▶ _Selected text_
——
There are just a few rehabilitation possibilities for HVFDs. Compensation and substitution techniques can help the patient to reduce difficulties in ADL (Bowers, Keeney & Peli, 2014; Kerkhoff, Münßinger, Haaf, Eberle-Strauss & Stögerer, 1992; Lane, Smith, Ellison & Schenk, 2010; Peli, 2000; Schuett, Heywood, Kentridge, Dauner & Zihl, 2012), but the visual field defect itself is not targeted. Visual restoration aims to reduce the visual field defect. Many studies have claimed that parts of the visual field can be improved through such a training that – subsequently- might also lead to improvement in ADL and/or QoL (Bergsma & van der Wildt, 2008; Bergsma & van der Wildt, 2010; Bergsma, Elshout, van der Wildt & van den Berg, 2012; Chokron et al., 2008; Das & Huxlin, 2010; Das, Tadin & Huxlin, 2014; Huxlin et al., 2009; Kasten, Wüst, Behrens-Baumann & Sabel, 1998; Mueller, Poggel, Kenkel, Kasten & Sabel, 2003; Sabel, Kenkel & Kasten, 2004; Sahraie et al., 2006). Yet, the relationship between visual field recovery and daily life activities is not always evident, casting doubt on the clinical significance of such an intervention (Pollock et al., 2011).

For interventions in general the participation outcome is for each individual patient a leading result. QoL and participation scales are frequently used in stroke rehabilitation to assess improvements after interventions, but they often lack specificity to assess (personal) improvements after interventions. As a consequence, perceived improvement by a patient and objective clinical outcome may not match. This may contribute to the large variation in general QoL outcomes across studies and between QoL measures within studies (Aimola et al., 2014; Bergsma, Baars-Elsinga, Sibbel & Visser-Meily, 2014; Gall et al., 2008; de Haan, Melis-Dankers, Brouwer, Tucha & Heutink, 2015; Kasten et al., 1998; Lane et al., 2010; Schuett et al., 2012).

Goal Attainment Scaling (GAS) takes into account personal goals and can at the same time stimulate the patient to work towards their goals. GAS is originally used in rehabilitation of motor deficits (Borg et al., 2011; Brock et al., 2009; Turner-Stokes & Ashford, 2007). Prior to rehabilitation, personal and realistic goals are formulated by the patient and are checked by a therapist. In rehabilitation of patients with HVFDs, GAS has rarely been used (Bergsma et al., 2014).

In the current study we relate the outcome measures of a general health related QoL (MOS_SF-36), a stroke specific health related QoL (SSQoL), a participation (USER-P) scale and personalized GAS to changes in visual field after an intervention aimed at visual restoration.

2 Methods

2.1 Patients and study design

This study was part of a larger project approved by the ethical committee CMO Arnhem-Nijmegen in conjunction with the 1964 Declaration of Helsinki.
——
[Stored data]

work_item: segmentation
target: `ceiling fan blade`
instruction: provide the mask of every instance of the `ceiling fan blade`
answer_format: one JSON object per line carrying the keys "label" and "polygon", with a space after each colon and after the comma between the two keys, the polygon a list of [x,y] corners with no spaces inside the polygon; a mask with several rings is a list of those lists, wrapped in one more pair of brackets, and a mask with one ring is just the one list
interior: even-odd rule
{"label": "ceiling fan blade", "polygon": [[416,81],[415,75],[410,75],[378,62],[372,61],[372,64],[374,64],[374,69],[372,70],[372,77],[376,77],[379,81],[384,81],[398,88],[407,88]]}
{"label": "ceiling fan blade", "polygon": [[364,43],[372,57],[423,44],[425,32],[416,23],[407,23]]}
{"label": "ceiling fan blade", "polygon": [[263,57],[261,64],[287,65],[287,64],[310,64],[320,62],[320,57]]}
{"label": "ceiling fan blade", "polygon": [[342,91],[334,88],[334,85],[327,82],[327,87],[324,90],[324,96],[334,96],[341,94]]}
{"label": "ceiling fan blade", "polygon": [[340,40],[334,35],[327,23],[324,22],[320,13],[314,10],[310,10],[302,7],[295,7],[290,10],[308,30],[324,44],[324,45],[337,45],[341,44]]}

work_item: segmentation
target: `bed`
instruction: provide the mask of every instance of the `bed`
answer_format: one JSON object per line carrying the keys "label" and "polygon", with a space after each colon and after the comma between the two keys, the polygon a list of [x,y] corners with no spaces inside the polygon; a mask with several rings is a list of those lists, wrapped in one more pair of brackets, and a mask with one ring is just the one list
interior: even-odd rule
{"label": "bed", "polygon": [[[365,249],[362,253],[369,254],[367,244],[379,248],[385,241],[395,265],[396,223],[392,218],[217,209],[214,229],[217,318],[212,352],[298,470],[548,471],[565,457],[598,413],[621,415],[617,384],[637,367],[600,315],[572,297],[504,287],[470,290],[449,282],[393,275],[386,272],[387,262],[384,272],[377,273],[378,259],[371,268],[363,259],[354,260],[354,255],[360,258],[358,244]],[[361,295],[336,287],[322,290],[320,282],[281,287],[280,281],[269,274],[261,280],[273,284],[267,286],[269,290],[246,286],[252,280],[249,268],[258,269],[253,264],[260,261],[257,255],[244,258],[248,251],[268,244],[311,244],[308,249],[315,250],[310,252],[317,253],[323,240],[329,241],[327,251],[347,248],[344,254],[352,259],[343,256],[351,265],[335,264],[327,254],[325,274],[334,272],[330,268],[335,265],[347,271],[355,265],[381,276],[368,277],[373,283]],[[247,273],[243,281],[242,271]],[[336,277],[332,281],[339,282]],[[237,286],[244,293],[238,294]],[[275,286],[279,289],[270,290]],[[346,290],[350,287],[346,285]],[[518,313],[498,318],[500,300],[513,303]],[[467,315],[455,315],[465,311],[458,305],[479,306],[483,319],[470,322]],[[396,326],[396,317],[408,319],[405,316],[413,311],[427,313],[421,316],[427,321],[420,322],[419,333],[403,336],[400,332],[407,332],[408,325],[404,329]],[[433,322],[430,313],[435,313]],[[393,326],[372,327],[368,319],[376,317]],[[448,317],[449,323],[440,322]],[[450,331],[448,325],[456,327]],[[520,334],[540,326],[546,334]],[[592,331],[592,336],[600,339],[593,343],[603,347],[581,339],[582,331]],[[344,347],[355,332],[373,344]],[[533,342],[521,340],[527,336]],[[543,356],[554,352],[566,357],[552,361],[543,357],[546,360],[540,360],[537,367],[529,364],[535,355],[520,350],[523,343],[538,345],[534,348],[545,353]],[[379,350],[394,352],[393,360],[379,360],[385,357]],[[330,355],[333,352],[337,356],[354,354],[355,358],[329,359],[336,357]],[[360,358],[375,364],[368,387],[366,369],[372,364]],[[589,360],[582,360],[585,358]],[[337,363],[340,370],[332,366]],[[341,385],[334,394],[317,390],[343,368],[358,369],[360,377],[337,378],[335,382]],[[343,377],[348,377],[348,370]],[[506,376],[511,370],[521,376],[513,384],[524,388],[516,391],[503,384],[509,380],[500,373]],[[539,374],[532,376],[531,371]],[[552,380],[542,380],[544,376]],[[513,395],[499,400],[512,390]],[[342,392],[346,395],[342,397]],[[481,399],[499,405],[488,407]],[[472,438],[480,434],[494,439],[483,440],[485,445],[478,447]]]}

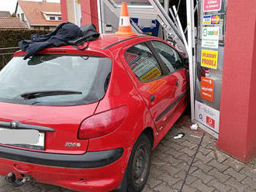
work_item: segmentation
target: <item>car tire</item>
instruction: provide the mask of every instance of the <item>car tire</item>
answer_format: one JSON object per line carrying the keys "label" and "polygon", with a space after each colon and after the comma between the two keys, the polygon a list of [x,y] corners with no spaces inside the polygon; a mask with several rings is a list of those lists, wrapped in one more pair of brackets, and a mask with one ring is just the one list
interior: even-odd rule
{"label": "car tire", "polygon": [[152,146],[148,137],[141,134],[136,141],[126,170],[127,191],[139,192],[144,188],[150,170]]}

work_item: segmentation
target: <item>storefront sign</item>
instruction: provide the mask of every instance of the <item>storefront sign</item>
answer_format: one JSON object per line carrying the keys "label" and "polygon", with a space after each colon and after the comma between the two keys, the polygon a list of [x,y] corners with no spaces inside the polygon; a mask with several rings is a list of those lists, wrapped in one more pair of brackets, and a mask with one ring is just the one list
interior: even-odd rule
{"label": "storefront sign", "polygon": [[214,81],[201,77],[201,98],[213,101]]}
{"label": "storefront sign", "polygon": [[203,15],[202,25],[211,25],[212,17],[211,15]]}
{"label": "storefront sign", "polygon": [[221,0],[204,0],[203,11],[214,12],[221,9]]}
{"label": "storefront sign", "polygon": [[211,23],[213,25],[220,24],[220,15],[212,15],[211,16]]}
{"label": "storefront sign", "polygon": [[220,15],[203,15],[202,25],[219,25]]}
{"label": "storefront sign", "polygon": [[204,125],[219,132],[220,111],[195,101],[195,119]]}
{"label": "storefront sign", "polygon": [[202,46],[218,49],[220,27],[202,27]]}
{"label": "storefront sign", "polygon": [[201,66],[216,69],[218,64],[218,51],[202,50]]}

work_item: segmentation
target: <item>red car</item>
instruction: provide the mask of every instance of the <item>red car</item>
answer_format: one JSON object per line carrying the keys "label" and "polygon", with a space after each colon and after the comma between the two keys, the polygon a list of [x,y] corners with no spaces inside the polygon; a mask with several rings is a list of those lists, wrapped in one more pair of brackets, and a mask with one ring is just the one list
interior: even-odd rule
{"label": "red car", "polygon": [[182,54],[159,38],[113,34],[85,50],[25,53],[0,72],[0,175],[15,187],[140,191],[152,150],[187,106]]}

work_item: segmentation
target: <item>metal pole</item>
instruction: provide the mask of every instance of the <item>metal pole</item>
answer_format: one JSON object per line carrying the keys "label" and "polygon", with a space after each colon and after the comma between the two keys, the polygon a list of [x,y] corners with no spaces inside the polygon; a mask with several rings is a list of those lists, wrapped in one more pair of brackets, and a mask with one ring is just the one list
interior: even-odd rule
{"label": "metal pole", "polygon": [[169,10],[169,3],[170,3],[170,0],[164,0],[164,9],[166,12],[168,12]]}
{"label": "metal pole", "polygon": [[192,0],[186,0],[187,4],[187,24],[188,24],[188,55],[189,60],[189,81],[190,81],[190,103],[191,103],[191,121],[195,118],[195,84],[194,84],[194,63],[192,55],[192,18],[194,18],[194,12],[192,12]]}
{"label": "metal pole", "polygon": [[[184,44],[185,44],[185,49],[186,50],[189,50],[188,43],[187,43],[187,40],[186,40],[186,39],[185,37],[185,35],[184,35],[184,33],[183,33],[183,29],[182,29],[182,23],[181,23],[181,21],[179,20],[179,17],[178,15],[178,12],[177,12],[177,9],[175,8],[175,5],[173,5],[172,8],[173,8],[173,10],[175,12],[175,15],[176,15],[176,18],[175,19],[177,21],[178,26],[179,30],[181,32],[181,34],[182,34],[182,39],[183,39],[183,41],[184,41]],[[171,10],[171,9],[170,9],[170,10]]]}

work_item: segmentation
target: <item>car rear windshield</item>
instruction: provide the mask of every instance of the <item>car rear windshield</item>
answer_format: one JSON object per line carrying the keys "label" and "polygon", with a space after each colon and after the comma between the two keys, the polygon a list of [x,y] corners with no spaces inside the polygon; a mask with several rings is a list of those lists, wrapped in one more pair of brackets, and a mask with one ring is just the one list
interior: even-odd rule
{"label": "car rear windshield", "polygon": [[97,101],[108,86],[112,60],[92,56],[13,57],[0,71],[0,101],[76,105]]}

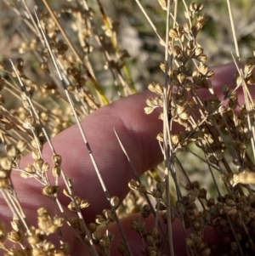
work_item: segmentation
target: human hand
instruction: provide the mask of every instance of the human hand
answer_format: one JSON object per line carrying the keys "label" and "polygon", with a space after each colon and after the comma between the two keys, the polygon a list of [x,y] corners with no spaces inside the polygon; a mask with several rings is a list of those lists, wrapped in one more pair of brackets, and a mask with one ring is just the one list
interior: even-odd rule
——
▶ _Work task 1_
Rewrite the paragraph of the article on visual field rehabilitation that begins "Goal Attainment Scaling (GAS) takes into account" as a concise bulleted list, retaining its main facts.
▶ _Work task 2_
Continue the article on visual field rehabilitation, beginning immediately after its final sentence.

▶ _Answer section 1_
- Goal Attainment Scaling (GAS) accounts for personal goals and can motivate patients to work toward them.
- GAS was originally used in the rehabilitation of motor deficits.
- Before rehabilitation, the patient formulates personal, realistic goals, which a therapist checks.
- GAS has rarely been used in the rehabilitation of patients with HVFDs.

▶ _Answer section 2_
Forty stroke patients were included following written informed consent. Inclusion criteria were: homonymous visual field defect (confirmed by Goldmann perimetry during intake) due to post chiasmatic stroke, time since lesion at least 10 months (chronic phase of stroke), between 18–75 years of age and the ability to undergo (f)MRI scanning. Patients were excluded if they had other visual anomalies that could not be corrected for (such as macular degeneration, cataract, glaucoma) or visual neglect. Patients were excluded if they showed signs of visual neglect assessed by the line bisection task (systematic deviation towards the ipsilesional visual field).

Patients were trained following a randomized controlled crossover design. Each patient trained successively two predefined regions of the visual field at home during two rounds of training. At least one of these regions was located in the visual field defect. In the first three cohorts one of the training periods was directed to the visual field defect and the other training period was directed to the intact hemifield. Following three cohorts of ten patients we modified the training procedure, because in some patients the control training (directed to the intact hemifield) reversed the field improvement of the preceding test training. Therefore, the last cohort of ten patients followed a training paradigm with different training regions. In the last cohort of ten patients, the two training rounds were offered to one of two complementary halves of their defect (directed training) while the other half was not trained (and received undirected training). Note both training paradigms provided a directed and an undirected training round of the entire field defect.

For each training round the stimuli were only shown within the training region of interest (ROI). Therefore, the region of the visual field that was targeted in that round is evaluated as ‘directed training’ and the other part of the visual field that was not targeted during that round was evaluated as ‘undirected training’. In each region we compared the effects of both training rounds, one of which was thus ‘directed’ and the other ‘undirected’ (see Fig. 1). The patients trained 1 hour a day, 5 days a week during 8 weeks to complete at least 40 hours of training per training round.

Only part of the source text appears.